### Records for the task
□ □ □
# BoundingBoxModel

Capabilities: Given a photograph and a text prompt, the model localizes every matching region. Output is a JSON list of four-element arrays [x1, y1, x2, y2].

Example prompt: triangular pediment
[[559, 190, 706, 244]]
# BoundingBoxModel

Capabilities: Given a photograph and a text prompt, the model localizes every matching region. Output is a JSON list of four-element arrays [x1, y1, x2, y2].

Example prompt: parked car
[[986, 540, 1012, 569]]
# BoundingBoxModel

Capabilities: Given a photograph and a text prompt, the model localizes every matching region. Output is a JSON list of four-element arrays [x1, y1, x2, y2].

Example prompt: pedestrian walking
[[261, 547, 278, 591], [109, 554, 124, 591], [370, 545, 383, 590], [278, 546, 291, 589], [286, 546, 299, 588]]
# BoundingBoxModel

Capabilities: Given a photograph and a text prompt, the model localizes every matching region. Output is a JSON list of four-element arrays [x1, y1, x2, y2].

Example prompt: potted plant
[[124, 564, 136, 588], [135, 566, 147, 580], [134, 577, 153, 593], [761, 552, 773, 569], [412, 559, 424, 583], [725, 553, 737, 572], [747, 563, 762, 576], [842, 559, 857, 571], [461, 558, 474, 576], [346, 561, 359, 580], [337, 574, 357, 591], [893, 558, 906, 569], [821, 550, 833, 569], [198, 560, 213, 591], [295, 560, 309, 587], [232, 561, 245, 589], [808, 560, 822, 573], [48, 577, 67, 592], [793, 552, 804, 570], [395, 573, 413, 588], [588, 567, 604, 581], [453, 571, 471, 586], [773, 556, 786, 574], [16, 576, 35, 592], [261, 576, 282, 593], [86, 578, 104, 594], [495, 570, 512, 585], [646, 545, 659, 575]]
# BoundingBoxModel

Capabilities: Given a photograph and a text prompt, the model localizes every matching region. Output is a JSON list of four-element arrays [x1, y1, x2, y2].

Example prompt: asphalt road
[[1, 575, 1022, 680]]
□ □ □
### Description of the task
The lines above should be duplicated exactly.

### Result
# BoundingBoxModel

Capabilities: Given a photograph and a text prompt, the model localizes every matching region. Output is a JSON list of four-element arrays [x1, y1, x2, y2].

Example prompt: triangular pediment
[[559, 190, 706, 244]]
# BoundingBoxModel

Capabilities: Given a photograph and a text prompt, the model localizes every matching region. Output is a JSON list of four-element arrays [x1, y1, x2, y2].

Example prompt: parked car
[[986, 540, 1012, 569]]
# BoundingBoxModel

Capabilities: Given a photograph and a text prompt, the model localizes every matching region. Output is a JSON list of four-element arrays [x1, y1, x2, y2].

Example prompt: pedestrian walking
[[261, 547, 278, 591], [109, 554, 124, 591], [370, 545, 383, 590], [278, 546, 291, 589], [286, 546, 299, 588]]
# BoundingBoxModel

Capabilities: Given a photograph and a text prompt, the model localizes every matching region. Output is a JSON list of four-element arrays [x1, y1, x2, y2].

Example prompt: potted plant
[[124, 564, 136, 588], [135, 566, 147, 580], [134, 577, 153, 593], [761, 552, 773, 569], [412, 559, 424, 583], [725, 553, 737, 572], [747, 563, 762, 576], [842, 559, 857, 571], [461, 558, 474, 576], [346, 561, 359, 580], [337, 574, 357, 591], [893, 558, 906, 569], [821, 550, 833, 569], [198, 560, 213, 591], [295, 560, 309, 587], [232, 561, 245, 589], [808, 560, 822, 573], [48, 577, 67, 592], [793, 552, 804, 570], [395, 573, 413, 588], [588, 567, 604, 581], [453, 571, 471, 586], [773, 556, 786, 574], [16, 576, 35, 592], [261, 576, 282, 593], [86, 578, 104, 594], [495, 570, 512, 585], [646, 545, 659, 575]]
# BoundingBoxModel

Capabilities: Given a photograph and a text prompt, the model localizes every matching region. Output is a JSON list of four-element arrays [x1, y1, x2, y2].

Example prompt: asphalt road
[[1, 575, 1022, 680]]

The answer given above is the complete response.